Express the lines from the start of the records through the line containing "positive clicks: (1690, 675) (1677, 701)", including that line, as a JSON list of strings with one string per line and any blank lines left out.

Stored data
________
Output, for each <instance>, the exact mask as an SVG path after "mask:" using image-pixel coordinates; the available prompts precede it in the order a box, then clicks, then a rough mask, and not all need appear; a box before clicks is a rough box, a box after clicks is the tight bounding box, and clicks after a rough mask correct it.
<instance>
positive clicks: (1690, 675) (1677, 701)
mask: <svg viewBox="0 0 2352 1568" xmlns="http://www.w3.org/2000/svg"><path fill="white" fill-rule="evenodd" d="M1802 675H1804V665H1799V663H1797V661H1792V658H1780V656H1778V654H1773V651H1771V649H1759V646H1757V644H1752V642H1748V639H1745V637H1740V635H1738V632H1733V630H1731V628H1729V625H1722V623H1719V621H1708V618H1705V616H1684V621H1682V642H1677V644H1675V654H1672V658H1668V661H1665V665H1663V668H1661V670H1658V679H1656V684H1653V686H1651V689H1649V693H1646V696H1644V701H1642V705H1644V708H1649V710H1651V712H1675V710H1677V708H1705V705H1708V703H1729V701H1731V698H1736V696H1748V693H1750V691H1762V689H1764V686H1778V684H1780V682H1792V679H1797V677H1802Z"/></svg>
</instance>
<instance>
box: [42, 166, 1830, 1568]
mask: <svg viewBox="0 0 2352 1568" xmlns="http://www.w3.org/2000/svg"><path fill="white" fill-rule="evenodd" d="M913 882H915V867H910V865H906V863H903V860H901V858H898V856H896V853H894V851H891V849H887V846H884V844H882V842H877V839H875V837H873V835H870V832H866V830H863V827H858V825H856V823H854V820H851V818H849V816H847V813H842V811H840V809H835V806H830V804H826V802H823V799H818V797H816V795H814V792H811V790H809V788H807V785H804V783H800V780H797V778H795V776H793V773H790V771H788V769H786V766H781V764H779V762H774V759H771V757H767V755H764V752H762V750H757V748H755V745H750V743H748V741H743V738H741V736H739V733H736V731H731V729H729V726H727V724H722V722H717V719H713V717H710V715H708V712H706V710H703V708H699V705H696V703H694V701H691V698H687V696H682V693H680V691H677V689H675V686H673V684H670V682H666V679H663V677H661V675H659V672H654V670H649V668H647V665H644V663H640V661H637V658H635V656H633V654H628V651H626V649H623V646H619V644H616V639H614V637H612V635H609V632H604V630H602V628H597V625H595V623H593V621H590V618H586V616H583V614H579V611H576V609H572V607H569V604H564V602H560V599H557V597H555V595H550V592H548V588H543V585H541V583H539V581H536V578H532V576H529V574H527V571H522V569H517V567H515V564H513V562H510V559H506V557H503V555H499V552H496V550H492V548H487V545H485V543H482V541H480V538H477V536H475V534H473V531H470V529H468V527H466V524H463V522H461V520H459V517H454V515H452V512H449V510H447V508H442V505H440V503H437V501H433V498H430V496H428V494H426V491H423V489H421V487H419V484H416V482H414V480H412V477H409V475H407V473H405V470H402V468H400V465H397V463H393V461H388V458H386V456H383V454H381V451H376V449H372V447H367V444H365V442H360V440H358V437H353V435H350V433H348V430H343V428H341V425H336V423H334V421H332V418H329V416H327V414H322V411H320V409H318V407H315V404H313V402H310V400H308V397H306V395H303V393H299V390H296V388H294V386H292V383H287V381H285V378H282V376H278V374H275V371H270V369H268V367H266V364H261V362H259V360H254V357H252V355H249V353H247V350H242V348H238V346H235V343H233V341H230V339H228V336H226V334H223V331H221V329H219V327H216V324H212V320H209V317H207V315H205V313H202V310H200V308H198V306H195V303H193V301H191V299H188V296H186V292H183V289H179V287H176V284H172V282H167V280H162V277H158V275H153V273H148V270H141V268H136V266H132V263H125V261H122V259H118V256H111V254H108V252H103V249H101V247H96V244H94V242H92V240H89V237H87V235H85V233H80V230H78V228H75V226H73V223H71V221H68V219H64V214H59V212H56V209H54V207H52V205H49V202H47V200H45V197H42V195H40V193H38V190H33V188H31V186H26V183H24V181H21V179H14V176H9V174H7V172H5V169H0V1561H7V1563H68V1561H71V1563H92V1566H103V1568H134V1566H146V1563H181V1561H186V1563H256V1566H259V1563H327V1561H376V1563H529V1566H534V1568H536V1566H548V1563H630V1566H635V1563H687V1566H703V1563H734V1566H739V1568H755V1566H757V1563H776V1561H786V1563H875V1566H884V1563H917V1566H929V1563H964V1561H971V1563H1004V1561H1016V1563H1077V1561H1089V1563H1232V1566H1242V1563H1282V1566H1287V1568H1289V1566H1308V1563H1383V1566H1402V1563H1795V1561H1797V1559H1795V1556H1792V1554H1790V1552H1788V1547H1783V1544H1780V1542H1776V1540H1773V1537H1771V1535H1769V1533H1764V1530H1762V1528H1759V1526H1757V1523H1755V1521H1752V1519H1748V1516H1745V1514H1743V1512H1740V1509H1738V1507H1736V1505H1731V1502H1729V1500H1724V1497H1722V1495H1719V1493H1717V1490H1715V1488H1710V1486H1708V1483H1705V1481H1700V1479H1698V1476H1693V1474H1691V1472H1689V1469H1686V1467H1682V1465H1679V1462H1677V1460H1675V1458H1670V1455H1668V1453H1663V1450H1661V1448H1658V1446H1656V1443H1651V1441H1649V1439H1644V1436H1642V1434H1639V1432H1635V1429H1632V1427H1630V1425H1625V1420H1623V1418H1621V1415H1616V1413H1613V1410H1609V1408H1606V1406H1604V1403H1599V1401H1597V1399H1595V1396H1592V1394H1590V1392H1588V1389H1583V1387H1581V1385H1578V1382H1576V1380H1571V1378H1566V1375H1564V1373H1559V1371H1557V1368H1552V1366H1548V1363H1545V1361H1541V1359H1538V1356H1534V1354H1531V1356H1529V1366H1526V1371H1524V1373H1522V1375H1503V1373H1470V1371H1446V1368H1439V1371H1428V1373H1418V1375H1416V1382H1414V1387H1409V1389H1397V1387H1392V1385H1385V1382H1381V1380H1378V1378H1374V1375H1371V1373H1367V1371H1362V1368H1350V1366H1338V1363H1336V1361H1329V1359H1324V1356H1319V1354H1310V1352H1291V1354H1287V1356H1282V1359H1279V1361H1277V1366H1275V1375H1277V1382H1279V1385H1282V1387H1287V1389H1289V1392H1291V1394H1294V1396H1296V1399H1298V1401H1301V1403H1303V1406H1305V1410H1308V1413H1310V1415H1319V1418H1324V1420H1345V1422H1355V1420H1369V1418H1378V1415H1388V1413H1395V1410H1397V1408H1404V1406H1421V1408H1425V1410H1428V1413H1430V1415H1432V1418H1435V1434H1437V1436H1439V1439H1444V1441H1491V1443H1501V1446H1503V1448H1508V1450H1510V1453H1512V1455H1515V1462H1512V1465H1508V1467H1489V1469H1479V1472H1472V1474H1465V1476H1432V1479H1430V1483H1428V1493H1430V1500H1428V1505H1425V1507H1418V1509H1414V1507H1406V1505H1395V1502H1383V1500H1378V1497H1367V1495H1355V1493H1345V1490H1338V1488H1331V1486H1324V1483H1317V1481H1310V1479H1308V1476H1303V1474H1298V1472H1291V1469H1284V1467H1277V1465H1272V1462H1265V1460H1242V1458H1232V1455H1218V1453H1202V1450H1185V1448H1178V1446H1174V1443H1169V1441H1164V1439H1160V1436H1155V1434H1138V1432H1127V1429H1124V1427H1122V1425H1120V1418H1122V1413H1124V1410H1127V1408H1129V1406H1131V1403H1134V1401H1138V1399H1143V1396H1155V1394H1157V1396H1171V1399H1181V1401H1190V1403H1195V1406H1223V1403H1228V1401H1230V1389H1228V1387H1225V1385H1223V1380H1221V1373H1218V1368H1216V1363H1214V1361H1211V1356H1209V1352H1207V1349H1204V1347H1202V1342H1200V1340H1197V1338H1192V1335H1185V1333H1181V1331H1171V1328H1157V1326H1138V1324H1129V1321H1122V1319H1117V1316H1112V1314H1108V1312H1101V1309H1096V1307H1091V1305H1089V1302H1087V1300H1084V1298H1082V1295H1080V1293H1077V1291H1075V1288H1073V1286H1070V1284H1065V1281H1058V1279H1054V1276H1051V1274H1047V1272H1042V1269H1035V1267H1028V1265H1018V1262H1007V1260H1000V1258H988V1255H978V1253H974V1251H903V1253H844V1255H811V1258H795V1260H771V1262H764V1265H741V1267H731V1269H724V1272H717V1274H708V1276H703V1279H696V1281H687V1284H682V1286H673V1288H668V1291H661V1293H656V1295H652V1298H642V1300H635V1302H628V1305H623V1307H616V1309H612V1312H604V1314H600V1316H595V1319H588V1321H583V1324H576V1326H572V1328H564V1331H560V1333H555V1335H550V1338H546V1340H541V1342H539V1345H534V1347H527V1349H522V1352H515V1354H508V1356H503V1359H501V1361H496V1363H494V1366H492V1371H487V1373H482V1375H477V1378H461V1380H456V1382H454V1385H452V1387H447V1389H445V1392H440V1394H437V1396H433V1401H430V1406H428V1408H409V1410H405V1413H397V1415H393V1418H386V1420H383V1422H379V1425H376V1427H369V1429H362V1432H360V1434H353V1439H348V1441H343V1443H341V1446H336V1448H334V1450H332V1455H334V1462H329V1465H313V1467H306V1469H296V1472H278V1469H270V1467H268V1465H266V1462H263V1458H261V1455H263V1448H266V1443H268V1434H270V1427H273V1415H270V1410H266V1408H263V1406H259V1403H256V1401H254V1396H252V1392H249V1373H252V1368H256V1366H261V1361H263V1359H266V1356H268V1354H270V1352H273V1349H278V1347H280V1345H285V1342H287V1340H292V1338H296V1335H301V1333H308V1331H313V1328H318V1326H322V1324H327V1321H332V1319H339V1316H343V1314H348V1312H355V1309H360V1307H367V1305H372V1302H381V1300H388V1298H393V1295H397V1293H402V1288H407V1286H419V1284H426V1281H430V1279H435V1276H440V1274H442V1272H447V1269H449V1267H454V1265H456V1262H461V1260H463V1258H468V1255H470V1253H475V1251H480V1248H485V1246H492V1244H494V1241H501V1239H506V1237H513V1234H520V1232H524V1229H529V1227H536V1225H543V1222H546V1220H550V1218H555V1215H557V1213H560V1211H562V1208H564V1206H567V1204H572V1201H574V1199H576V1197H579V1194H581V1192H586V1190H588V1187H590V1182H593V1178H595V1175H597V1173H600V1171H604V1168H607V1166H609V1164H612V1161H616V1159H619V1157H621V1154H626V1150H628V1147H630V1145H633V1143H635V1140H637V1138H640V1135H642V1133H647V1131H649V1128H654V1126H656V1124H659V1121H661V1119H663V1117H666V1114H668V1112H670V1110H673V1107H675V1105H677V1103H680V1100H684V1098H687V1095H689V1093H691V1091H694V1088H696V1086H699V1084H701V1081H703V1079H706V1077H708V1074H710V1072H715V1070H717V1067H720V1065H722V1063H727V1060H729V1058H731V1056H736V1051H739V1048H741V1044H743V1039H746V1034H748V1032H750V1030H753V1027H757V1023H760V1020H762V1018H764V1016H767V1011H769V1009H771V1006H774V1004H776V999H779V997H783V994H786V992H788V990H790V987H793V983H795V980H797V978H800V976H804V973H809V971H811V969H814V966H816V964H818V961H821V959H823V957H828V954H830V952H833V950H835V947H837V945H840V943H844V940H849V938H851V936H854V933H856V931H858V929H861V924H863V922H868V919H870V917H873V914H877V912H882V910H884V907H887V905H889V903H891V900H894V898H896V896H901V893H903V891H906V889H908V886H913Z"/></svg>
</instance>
________
» ANSWER BELOW
[
  "Output, for each <instance>, the exact mask as an SVG path after \"mask:\" using image-pixel coordinates; the available prompts precede it in the order a box, then clicks, then a rough mask, and not all need appear; a box before clicks is a rough box, a box after clicks is the tight bounding box, and clicks after a rough mask correct it.",
  "<instance>",
  "positive clicks: (1690, 675) (1677, 701)"
]